(TO BE DONE):
Find every line in the material below that contains the word "concrete" and copy each of those lines in full.
****************************************
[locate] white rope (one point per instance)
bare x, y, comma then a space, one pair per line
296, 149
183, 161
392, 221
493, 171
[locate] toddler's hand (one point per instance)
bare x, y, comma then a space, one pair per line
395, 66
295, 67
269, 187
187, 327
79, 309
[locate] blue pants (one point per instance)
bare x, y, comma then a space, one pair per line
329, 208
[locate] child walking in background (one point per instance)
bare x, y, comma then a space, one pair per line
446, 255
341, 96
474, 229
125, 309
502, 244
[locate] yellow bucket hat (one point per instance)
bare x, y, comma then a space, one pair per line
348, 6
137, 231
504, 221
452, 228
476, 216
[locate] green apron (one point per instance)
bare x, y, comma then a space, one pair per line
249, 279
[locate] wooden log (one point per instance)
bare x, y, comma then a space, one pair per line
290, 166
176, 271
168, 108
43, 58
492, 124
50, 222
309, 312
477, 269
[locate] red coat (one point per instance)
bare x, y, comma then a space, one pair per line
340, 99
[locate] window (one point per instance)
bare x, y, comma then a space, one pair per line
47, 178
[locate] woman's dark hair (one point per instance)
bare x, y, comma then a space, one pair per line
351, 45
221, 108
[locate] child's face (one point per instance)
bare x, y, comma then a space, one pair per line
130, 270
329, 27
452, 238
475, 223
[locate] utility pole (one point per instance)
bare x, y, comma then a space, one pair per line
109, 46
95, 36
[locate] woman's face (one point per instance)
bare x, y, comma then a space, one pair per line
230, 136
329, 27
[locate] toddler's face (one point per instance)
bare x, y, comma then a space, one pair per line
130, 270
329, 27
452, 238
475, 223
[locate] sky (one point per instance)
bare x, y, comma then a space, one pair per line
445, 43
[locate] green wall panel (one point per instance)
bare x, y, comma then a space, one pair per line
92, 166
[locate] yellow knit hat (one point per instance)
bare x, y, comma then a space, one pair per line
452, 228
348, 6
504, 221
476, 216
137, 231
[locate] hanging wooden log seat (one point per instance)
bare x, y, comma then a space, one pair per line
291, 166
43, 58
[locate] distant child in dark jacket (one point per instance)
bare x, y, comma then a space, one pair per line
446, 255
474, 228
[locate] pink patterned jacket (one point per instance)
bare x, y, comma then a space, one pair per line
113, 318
****************************************
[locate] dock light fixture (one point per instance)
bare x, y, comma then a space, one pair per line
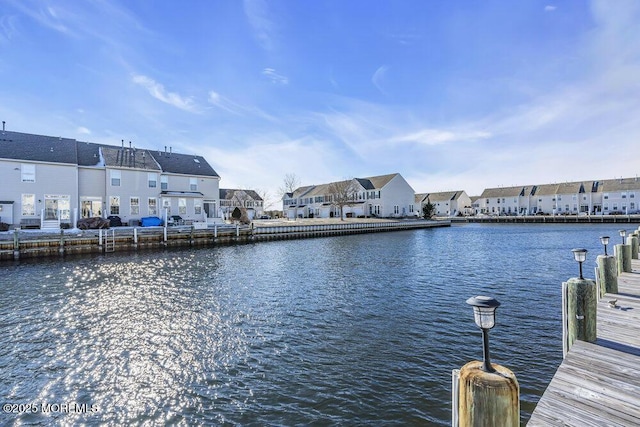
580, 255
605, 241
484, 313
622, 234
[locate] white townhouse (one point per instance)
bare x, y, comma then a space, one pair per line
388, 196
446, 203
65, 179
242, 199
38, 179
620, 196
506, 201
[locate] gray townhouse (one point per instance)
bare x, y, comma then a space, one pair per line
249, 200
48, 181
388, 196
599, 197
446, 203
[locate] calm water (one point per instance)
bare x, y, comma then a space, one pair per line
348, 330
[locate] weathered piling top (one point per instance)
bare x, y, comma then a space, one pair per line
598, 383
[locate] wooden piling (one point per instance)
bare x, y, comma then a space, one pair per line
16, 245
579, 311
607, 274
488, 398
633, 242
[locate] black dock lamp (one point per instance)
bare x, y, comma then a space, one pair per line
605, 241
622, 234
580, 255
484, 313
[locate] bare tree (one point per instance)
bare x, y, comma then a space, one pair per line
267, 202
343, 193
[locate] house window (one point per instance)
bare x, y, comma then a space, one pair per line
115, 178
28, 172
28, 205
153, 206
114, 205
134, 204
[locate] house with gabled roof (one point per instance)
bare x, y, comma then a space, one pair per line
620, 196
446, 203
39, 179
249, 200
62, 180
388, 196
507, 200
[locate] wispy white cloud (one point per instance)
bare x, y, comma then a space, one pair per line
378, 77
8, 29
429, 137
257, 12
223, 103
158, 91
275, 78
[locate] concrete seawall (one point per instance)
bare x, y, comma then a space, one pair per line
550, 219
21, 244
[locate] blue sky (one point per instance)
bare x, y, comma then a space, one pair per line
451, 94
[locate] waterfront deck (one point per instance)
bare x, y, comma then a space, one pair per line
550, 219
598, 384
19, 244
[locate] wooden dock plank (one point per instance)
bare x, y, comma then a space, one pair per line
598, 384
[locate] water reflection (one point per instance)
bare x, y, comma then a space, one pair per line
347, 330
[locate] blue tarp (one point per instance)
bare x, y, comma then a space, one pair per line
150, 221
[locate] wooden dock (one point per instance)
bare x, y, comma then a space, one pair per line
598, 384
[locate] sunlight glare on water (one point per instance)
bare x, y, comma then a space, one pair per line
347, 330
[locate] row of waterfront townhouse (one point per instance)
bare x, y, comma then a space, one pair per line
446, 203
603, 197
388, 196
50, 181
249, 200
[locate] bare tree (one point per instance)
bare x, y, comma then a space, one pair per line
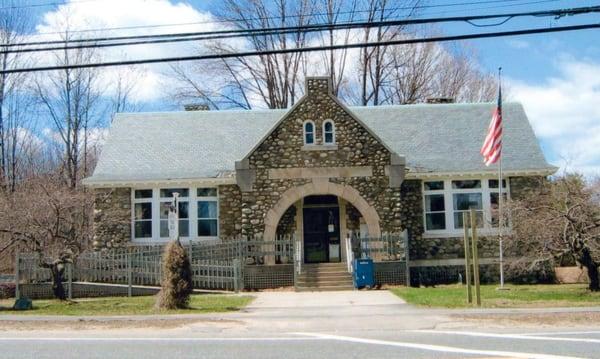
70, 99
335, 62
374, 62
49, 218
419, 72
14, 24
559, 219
****************************************
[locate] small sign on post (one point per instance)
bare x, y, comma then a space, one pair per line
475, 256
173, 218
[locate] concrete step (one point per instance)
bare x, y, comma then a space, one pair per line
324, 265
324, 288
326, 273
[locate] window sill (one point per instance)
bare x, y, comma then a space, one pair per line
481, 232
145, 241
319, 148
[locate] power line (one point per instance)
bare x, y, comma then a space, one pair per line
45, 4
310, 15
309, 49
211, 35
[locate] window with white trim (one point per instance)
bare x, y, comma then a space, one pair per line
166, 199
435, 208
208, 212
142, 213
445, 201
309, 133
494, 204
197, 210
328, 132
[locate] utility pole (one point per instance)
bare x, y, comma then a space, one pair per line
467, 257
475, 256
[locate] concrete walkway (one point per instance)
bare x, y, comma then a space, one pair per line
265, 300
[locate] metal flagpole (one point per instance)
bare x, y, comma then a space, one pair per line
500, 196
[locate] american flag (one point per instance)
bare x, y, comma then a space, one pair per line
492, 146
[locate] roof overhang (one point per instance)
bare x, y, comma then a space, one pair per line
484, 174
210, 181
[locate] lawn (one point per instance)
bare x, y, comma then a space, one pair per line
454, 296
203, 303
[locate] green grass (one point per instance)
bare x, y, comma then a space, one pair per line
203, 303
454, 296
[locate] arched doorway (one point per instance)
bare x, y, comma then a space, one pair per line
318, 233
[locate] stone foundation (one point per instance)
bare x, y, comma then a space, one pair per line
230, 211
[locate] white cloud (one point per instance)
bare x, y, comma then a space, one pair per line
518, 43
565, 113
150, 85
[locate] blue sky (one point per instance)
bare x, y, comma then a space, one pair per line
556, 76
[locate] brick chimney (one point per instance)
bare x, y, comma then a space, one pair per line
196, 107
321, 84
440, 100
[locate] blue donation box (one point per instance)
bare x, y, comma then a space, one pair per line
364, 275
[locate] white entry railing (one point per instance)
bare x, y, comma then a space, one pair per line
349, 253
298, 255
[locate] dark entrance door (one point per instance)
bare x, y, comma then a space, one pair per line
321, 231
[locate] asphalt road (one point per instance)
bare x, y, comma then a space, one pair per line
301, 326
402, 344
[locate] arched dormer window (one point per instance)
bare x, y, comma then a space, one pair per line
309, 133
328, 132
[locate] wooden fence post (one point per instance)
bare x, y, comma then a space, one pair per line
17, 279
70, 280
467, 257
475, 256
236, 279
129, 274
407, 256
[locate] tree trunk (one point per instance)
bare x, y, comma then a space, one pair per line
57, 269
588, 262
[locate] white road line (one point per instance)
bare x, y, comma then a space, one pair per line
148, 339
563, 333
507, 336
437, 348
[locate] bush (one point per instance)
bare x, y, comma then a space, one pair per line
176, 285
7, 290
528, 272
****************************************
(OUTPUT FOR THIS EXERCISE):
[locate] concrete seawall (one point per instance)
[locate] concrete step (one point per instance)
[locate] concrete walkway (one point per instance)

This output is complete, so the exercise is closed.